■ Problem to work on: List every government agency or body named in the text on the Bureau of Economics.

The HHI is calculated by squaring the market share of each firm in a market and summing the results. Under the 2023 Merger Guidelines issued jointly by the FTC and DOJ, a post-merger HHI exceeding 1,800 in a market where the merger increases HHI by more than 100 points raises a presumption of anticompetitive harm (FTC/DOJ Merger Guidelines 2023).
In consumer protection proceedings, BE economists quantify consumer injury — the difference between what consumers paid and what they would have paid absent the deceptive or unfair practice. This injury figure feeds directly into the FTC's penalties and remedies calculations. The bureau also produces competitive impact analyses that accompany consent orders and decrees, explaining the economic rationale for structural or behavioral remedies.
The bureau publishes independent research through its working paper series, accessible via the FTC's website. These papers are not enforcement documents; they inform policy without carrying the force of agency action.
Common scenarios
Bureau of Economics involvement surfaces most visibly in 3 categories of FTC activity:
Merger challenges involving differentiated products — In consumer goods and pharmaceutical markets, BE economists build merger simulation models to estimate post-merger price effects. In pharmaceutical antitrust matters, such as pay-for-delay agreements reviewed under FTC pharma and healthcare enforcement authority, BE analysis determines whether a delayed generic entry caused measurable consumer harm.

Stored data entries:
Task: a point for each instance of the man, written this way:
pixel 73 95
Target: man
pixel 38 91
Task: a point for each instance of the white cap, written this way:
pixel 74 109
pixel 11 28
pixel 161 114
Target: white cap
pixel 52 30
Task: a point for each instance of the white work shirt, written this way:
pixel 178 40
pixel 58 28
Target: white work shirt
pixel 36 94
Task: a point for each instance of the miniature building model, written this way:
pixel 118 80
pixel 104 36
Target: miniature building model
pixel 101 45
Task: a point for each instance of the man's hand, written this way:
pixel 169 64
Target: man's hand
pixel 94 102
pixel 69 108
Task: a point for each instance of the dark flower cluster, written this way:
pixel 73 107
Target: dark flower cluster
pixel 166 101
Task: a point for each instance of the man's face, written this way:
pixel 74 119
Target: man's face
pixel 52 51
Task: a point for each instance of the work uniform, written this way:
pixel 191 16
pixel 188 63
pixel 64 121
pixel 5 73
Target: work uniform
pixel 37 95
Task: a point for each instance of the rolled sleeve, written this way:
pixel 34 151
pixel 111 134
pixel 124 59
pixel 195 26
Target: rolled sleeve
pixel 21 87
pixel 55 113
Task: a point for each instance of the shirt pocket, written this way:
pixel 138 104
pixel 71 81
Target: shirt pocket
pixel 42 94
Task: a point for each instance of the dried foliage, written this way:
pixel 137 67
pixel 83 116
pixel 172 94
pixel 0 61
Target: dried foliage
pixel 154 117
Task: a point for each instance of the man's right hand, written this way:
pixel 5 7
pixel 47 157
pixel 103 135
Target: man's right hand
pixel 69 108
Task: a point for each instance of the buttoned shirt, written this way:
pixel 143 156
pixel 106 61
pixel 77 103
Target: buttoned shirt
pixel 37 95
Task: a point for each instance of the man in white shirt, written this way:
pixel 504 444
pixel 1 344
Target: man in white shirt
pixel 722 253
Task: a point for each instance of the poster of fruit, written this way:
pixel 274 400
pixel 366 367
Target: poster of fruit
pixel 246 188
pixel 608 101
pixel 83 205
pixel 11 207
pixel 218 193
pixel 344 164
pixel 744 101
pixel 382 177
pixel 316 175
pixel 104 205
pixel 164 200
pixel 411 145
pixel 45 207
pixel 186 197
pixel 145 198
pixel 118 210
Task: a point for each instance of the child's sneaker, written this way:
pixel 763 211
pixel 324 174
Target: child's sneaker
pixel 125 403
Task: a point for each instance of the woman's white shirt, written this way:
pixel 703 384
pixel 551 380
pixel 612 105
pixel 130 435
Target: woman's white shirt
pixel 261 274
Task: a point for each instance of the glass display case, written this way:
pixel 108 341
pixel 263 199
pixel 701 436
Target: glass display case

■ Response:
- FTC
- DOJ
- Bureau of Economics (BE)